AÇÃO NECESSÁRIA 1
De acordo com o excerto sobre o processo disciplinar do guarda prisional, entre que datas a alegada doença o teria impedido de comparecer ao serviço?
AÇÃO NECESSÁRIA 2
Prossiga o excerto sobre o processo disciplinar do guarda prisional, começando logo após a última frase apresentada.

Mais tarde, o Estabelecimento Prisional de ……., a pedido do Estabelecimento Prisional de ……, notificou o trabalhador por ofício, que rececionou em 15.11.2015, para em 10 dias justificar aquelas faltas, tendo o Estabelecimento Prisional de …… tomado conhecimento da aludida receção pelo trabalhador em 04.12.2015.

Por último, refira-se que também o procedimento disciplinar não prescreveu, porquanto o n.º 5 do artigo 178.º estabelece que tal somente ocorre se após 18 meses da data da sua instauração, em 15.02.2016, o trabalhador não tiver sido notificado da decisão final, o que não sucedeu. (...)

Analisando-se a resposta oferecida à acusação pelo trabalhador ora arguido, quanto ao que alega para esclarecer os factos e quanto aos documentos que apresenta, assinados pelo seu médico, e com que o ora arguido visa justificar o comportamento tido e comprovar uma doença que o teria impedido de comparecer ao serviço de 16.03.2015 a 31.03.2015 (a fls. 81 a 89 e verso), constata-se:

Que a factualidade descrita na defesa mantém-se alinhada e coerente com as declarações que prestou na fase de instrução, em 05.04.2016 (a fls. 40 a 42), e no essencial a mesma é corroborada pelo depoimento oferecido pela única testemunha que arrolou (a fls. 105 a 107), também guarda prisional afeto ao Estabelecimento Prisional de ……., que o conhece no contexto da profissão e por ser seu amigo desde a infância; não corrobora no entanto que o ora arguido não tenha saído de casa naquele período de tempo e alega desconhecer qualquer tentativa de suicídio (a fls. 106);

Que os documentos assinados pelo seu médico psiquiatra, Senhor Dr. ………, da "……….." (unidade de saúde privada), são constituídos por "declaração", datada de 11.08.2015, por "adenda", datada de 25.02.2016, atualizando a antecedente declaração (documentos que já antes o ora arguido tinha junto às suas declarações de 05.04.2016 (a fls. 42) e por "informação psiquiátrica", datada de 22.09.2016 (a fls. 89 frente e verso).

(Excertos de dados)
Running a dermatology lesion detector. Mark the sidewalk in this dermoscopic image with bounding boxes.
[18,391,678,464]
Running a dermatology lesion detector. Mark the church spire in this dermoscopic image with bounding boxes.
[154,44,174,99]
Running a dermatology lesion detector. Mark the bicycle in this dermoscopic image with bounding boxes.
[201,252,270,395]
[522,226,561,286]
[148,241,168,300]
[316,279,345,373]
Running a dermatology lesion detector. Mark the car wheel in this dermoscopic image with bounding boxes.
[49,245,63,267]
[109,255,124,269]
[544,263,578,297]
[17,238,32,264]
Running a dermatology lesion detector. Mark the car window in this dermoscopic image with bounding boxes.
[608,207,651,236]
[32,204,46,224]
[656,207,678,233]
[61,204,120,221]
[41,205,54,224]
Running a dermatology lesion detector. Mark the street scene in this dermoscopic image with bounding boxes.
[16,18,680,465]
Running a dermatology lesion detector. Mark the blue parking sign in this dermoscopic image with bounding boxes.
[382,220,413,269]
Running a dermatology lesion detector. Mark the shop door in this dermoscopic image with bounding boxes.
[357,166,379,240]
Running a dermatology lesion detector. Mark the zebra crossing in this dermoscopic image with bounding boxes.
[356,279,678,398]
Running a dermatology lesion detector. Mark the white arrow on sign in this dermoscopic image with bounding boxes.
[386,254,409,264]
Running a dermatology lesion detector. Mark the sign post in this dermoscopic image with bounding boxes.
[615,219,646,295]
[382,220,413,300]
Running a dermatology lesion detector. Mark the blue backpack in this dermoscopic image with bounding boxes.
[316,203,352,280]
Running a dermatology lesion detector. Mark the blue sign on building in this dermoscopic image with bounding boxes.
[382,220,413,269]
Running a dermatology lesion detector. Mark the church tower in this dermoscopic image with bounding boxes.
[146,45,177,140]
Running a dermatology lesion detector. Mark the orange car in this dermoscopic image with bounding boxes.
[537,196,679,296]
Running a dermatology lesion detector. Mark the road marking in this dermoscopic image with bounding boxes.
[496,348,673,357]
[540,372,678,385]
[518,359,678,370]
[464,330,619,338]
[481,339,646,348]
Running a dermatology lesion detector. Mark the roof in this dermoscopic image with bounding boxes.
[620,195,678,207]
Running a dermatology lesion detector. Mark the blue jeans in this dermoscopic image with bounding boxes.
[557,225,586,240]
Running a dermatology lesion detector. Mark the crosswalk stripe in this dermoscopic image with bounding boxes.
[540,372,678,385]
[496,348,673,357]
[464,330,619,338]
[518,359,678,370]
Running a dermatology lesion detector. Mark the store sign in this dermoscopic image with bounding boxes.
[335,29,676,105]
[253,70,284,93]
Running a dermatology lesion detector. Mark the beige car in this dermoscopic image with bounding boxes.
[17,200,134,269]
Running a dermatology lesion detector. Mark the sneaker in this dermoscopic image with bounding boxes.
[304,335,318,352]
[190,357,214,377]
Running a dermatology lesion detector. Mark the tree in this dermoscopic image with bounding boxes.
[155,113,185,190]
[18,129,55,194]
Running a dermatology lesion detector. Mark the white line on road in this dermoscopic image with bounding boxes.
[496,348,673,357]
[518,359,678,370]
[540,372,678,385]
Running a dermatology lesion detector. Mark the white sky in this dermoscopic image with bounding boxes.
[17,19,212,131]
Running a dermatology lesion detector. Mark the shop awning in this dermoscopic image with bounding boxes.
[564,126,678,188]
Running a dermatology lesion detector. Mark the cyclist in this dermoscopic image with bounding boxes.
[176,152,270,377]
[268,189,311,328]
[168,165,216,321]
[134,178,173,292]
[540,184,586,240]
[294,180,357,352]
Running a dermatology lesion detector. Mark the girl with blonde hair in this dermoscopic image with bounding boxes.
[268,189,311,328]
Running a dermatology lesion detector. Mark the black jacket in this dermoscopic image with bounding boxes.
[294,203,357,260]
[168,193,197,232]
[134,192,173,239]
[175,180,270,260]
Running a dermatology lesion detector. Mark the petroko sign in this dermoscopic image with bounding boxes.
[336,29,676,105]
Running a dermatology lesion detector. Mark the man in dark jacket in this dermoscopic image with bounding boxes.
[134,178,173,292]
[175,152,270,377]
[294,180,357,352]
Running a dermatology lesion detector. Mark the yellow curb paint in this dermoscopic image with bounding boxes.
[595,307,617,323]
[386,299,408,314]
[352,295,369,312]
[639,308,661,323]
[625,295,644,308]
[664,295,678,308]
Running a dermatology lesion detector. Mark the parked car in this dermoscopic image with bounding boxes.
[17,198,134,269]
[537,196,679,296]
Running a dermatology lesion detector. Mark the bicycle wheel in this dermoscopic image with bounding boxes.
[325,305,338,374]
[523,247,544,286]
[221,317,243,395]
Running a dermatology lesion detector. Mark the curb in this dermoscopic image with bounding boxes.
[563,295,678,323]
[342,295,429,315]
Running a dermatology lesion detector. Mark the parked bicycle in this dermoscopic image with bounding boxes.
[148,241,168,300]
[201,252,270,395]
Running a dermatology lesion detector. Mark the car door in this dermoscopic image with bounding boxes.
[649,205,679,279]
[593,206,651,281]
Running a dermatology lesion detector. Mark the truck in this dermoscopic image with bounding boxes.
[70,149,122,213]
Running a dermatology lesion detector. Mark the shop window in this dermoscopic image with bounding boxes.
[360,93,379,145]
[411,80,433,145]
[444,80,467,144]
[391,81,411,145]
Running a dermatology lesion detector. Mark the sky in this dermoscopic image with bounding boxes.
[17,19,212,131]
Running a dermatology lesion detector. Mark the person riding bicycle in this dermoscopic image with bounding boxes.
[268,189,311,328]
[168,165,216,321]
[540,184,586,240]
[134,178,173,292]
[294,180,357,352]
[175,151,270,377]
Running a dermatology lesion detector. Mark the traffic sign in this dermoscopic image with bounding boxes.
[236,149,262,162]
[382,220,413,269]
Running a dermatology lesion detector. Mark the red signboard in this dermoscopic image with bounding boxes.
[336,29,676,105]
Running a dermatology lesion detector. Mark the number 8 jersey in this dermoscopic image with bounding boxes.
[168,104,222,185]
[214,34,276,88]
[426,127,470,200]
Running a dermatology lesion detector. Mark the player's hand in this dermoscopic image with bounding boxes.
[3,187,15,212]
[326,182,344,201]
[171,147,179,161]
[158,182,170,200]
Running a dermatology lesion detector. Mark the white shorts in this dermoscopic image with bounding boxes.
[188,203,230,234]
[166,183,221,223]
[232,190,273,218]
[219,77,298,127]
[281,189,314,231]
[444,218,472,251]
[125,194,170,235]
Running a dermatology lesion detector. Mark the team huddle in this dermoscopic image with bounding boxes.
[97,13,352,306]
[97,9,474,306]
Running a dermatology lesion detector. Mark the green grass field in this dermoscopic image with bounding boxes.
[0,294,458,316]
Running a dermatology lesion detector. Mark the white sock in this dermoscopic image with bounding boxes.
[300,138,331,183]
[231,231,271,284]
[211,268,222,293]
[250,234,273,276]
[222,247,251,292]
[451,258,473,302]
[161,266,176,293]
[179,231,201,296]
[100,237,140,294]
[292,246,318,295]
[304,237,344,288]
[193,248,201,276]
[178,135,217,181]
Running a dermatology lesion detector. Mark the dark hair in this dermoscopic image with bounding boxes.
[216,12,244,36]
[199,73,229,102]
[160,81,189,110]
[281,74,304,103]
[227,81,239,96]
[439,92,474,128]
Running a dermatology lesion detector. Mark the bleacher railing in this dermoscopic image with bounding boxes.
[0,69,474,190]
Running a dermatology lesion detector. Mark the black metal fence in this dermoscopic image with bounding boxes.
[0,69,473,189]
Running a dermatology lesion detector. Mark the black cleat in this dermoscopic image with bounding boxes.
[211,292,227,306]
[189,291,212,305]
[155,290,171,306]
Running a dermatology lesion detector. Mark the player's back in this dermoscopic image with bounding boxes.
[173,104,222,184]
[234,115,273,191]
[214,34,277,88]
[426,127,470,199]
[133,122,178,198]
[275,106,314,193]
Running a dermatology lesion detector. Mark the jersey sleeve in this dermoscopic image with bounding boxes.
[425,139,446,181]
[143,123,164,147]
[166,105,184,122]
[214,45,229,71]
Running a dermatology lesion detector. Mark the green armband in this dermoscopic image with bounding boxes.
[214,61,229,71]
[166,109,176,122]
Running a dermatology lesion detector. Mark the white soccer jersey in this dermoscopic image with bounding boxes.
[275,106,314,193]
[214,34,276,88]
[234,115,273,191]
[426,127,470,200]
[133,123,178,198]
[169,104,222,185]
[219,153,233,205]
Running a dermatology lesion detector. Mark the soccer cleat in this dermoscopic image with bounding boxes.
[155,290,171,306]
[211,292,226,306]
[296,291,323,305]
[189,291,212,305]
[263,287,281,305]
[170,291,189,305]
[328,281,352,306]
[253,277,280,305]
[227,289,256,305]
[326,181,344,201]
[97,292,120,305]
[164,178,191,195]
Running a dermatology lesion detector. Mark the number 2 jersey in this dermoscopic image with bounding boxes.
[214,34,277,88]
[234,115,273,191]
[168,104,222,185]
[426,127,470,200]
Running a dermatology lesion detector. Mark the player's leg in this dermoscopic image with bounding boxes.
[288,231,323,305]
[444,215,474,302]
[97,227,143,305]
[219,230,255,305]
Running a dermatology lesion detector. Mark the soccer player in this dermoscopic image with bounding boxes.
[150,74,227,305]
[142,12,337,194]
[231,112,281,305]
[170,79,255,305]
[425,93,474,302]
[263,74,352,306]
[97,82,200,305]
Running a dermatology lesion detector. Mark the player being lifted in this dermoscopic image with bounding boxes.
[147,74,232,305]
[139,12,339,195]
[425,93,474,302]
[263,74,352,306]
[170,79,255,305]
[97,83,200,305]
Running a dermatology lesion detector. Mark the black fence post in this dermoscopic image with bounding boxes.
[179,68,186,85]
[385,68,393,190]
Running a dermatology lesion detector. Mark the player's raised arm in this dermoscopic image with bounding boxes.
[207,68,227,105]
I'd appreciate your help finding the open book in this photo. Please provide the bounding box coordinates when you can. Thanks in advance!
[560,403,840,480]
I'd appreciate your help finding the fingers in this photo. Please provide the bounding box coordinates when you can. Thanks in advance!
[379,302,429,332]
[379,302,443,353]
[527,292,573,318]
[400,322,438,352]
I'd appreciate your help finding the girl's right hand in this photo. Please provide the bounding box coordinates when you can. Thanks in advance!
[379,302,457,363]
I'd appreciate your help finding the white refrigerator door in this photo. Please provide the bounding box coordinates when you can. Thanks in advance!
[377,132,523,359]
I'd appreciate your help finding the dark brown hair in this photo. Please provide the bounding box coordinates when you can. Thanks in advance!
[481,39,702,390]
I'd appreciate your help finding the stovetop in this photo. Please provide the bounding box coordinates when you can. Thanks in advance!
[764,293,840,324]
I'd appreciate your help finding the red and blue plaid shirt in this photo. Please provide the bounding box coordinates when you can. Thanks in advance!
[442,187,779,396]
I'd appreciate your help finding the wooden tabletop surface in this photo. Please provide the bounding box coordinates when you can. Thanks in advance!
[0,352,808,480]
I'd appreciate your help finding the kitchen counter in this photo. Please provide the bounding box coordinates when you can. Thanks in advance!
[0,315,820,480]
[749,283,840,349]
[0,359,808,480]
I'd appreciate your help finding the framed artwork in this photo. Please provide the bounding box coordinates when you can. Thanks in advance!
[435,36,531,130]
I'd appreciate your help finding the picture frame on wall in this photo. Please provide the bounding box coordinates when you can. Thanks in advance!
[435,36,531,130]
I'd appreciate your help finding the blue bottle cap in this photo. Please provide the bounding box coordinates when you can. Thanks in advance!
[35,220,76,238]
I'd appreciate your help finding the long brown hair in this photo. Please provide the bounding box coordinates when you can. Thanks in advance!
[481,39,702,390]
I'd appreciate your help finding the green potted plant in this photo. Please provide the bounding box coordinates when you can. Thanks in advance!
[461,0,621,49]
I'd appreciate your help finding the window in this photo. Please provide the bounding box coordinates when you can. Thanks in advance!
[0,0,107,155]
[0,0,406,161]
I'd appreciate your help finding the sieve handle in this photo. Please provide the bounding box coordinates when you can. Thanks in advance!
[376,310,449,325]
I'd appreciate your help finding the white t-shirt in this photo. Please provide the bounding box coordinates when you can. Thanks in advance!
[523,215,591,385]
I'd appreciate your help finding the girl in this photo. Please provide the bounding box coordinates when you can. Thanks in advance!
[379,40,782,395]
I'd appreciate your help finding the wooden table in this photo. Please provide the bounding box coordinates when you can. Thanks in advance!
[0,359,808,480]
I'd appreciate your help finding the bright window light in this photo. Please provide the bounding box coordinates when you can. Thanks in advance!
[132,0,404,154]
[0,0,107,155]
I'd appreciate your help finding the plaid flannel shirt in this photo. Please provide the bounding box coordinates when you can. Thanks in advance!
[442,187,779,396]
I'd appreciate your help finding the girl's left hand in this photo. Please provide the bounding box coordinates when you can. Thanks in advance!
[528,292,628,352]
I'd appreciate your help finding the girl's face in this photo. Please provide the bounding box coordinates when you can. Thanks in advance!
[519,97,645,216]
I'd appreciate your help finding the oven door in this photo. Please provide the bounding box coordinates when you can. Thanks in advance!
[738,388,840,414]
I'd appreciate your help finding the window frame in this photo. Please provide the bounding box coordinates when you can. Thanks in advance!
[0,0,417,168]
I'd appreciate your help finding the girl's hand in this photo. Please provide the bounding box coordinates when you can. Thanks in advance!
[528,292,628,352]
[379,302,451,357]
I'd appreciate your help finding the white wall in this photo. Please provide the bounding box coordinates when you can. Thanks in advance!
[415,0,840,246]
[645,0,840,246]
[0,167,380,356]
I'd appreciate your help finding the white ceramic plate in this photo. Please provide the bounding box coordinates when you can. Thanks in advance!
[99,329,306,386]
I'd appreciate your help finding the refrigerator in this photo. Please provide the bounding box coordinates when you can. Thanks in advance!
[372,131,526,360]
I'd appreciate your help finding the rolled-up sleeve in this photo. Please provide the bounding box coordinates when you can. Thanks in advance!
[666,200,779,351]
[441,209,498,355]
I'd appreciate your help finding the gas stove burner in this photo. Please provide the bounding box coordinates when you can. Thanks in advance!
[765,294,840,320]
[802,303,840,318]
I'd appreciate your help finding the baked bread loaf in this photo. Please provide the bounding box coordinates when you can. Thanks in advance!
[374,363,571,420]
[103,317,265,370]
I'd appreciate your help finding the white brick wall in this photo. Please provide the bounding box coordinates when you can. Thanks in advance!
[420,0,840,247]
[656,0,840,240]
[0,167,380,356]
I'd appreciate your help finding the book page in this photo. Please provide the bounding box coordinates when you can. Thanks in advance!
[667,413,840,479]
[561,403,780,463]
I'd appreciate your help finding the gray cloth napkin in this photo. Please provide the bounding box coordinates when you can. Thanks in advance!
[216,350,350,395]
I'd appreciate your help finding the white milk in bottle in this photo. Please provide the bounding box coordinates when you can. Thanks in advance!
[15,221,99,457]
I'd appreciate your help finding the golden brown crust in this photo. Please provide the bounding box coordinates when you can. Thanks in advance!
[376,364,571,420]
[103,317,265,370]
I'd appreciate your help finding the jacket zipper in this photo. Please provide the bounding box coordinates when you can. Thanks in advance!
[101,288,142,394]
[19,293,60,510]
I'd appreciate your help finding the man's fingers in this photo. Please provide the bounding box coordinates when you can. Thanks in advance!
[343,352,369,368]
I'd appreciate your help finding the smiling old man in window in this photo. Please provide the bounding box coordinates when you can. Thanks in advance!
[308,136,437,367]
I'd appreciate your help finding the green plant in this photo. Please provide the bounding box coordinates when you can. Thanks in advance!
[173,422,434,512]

RESPOSTA À TAREFA 1
De 16.03.2015 a 31.03.2015.

RESPOSTA À TAREFA 2
Face ao que, analisando-se,

A factualidade alegada em defesa pelo trabalhador arguido, aqui no fundamental reproduzida, com a qual o mesmo pretendeu esclarecer os factos de que é acusado, de modo fundamentado, deveria ter sido suportada, para o efeito, por documentação de teor satisfatório e adequado, e por meio de prova devido, neste caso, por documento comprovativo, consubstanciado numa declaração passada por estabelecimento hospitalar ou centro de saúde, integrados no Serviço Nacional de Saúde, de modelo aprovado por portaria dos membros do Governo responsáveis pelas áreas da saúde e da Administração Pública (certificado de incapacidade temporária para o trabalho), nos termos dos artigos 17.º e 18.º da LTFP, como aquele que apresentou, por exemplo, para justificar a sua não comparência ao serviço de 06.12.2014 a 17.12.2014, por doença, e que mereceu o registo: "implica a permanência no domicílio" (a fls. 12).

Somente através desse documento, poderia o ora arguido justificar, no tempo que lhe foi concedido, de modo atendível o seu comportamento e comprovar a sua doença, com indicação expressa de existir impossibilidade de comparecer ao serviço de 16.03.2015 a 31.03.2015.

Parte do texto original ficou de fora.